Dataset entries
▼

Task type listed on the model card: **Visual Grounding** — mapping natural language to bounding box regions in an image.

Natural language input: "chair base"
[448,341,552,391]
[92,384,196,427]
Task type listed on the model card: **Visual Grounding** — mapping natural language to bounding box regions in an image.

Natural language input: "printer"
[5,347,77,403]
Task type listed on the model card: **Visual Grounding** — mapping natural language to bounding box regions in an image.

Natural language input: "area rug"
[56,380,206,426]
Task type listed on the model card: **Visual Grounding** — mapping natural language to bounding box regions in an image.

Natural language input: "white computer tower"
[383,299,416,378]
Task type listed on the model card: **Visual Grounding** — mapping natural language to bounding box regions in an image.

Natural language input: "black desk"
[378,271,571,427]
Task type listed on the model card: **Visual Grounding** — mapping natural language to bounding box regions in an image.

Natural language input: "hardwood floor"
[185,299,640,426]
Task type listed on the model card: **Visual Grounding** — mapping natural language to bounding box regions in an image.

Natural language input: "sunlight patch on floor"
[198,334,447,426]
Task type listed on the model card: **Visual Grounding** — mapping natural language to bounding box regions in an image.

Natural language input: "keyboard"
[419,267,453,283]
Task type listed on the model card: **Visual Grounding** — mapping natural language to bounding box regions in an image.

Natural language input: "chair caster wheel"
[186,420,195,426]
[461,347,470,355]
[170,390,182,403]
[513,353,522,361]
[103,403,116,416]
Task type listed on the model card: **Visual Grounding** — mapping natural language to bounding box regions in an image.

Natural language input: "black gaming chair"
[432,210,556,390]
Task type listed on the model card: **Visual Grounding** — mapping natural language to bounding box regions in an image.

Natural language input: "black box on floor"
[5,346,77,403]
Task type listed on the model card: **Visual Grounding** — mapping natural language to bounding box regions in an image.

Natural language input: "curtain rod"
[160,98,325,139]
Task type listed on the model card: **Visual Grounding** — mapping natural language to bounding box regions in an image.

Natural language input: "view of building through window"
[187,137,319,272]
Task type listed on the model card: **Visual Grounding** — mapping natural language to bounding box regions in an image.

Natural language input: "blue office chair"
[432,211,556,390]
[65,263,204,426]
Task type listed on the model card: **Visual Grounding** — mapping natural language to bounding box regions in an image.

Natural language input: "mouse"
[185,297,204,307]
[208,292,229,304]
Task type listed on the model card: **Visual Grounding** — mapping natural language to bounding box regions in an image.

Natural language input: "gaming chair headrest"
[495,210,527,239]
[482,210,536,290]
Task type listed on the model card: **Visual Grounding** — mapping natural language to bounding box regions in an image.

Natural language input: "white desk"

▲

INSTRUCTIONS FOR THE TASK
Once you have read the records above, set every one of them down again exactly.

OUTPUT BELOW
Task type listed on the model card: **Visual Grounding** — mapping natural language to bounding box regions in an image.

Natural language input: "chair base"
[448,341,552,391]
[92,384,196,427]
Task type listed on the model card: **Visual Grounding** — mapping natural language to bounding box regions in an image.

Natural language input: "printer"
[5,347,77,403]
Task type listed on the model card: **Visual Grounding** — mapping natural language to bounding box regions in an image.

Natural language input: "area rug"
[56,380,206,426]
Task type listed on the model card: **Visual Grounding** — mapping natural language to bounding box regions in an image.

Natural language input: "white computer tower"
[383,299,416,378]
Task type listed on the model card: **Visual Grounding** — mapping natural language to bounding box regions in an image.

Natural language input: "black desk"
[378,271,571,427]
Task type listed on the model card: **Visual Grounding** — mapping natural language to bounding box regions in an image.

Natural language input: "hardwood floor"
[185,299,640,426]
Task type listed on the model card: **Visual Grounding** — mapping natural language to bounding box regions in an image.

Natural language input: "sunlight patch on floor"
[198,334,447,426]
Task type listed on the model card: **Visual Grounding** — mapping natural language to bounding box regions in an image.

Natural language input: "keyboard"
[419,267,453,283]
Task type listed on the model card: **Visual Grounding** — mapping natural language to bounding box regions in an image.

Natural language input: "chair caster wheel"
[186,420,195,426]
[461,347,470,355]
[170,390,182,403]
[513,353,522,361]
[103,403,116,416]
Task type listed on the model card: **Visual Grounding** — mapping natural language to bounding box regions in an image.

Natural language input: "black gaming chair"
[432,210,556,390]
Task type listed on the model card: **Visual Grounding** — mapping natural language to bounding box regions in an image.

Natural language input: "black box on floor"
[5,346,77,403]
Task type listed on the model card: **Visual Grounding** — mapping natural language to bounding box regions in an image.

Natural language input: "curtain rod"
[160,98,325,139]
Task type listed on the model card: **Visual Grounding** — mapping natural language to bounding box regions in an image.

Natural language input: "view of building through window"
[187,137,319,272]
Task type listed on the model card: **Visual Grounding** — mapping natural language to bounding box regions in an image.

Natural language input: "blue office chair"
[432,211,556,390]
[65,263,204,426]
Task type listed on the model card: **Visual Grounding** — mapping natural language to bounding box regions in an image.

Natural language input: "mouse"
[185,297,204,307]
[208,292,229,304]
Task type listed on the model card: **Visual Grounding** — mapping natural language to bounding box regions in an image.

Natural language input: "gaming chair headrest"
[495,210,527,239]
[482,210,536,290]
Task type listed on the model card: **Visual Grounding** — mapping natural language to bounding box regions in an image.

Natural language input: "white desk"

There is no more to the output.